-- TASK TO COMPLETE --
Wherever the string "every" appears in the records, return the line that holds it.

START EXERCISE MATERIALS

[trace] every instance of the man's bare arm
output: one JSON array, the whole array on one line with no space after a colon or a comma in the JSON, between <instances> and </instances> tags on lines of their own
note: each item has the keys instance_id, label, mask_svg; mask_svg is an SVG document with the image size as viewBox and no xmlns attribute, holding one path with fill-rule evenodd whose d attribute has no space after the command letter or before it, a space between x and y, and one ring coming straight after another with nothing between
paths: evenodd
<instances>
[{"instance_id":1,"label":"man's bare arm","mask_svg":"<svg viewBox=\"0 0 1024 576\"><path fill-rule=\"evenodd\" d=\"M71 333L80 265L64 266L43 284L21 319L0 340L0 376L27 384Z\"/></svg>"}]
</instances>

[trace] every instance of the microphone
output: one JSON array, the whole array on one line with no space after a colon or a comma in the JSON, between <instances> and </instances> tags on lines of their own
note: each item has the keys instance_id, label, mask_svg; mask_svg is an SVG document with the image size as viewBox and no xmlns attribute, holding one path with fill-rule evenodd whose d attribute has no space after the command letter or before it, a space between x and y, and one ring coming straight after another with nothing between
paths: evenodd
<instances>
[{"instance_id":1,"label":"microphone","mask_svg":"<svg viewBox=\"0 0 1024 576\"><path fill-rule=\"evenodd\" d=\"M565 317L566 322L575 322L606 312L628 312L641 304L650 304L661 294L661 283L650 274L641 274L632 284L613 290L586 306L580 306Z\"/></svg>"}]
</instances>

END EXERCISE MATERIALS

-- RESPONSE TO THIS EXERCISE --
[trace] every instance of the man's bare arm
[trace] every instance of the microphone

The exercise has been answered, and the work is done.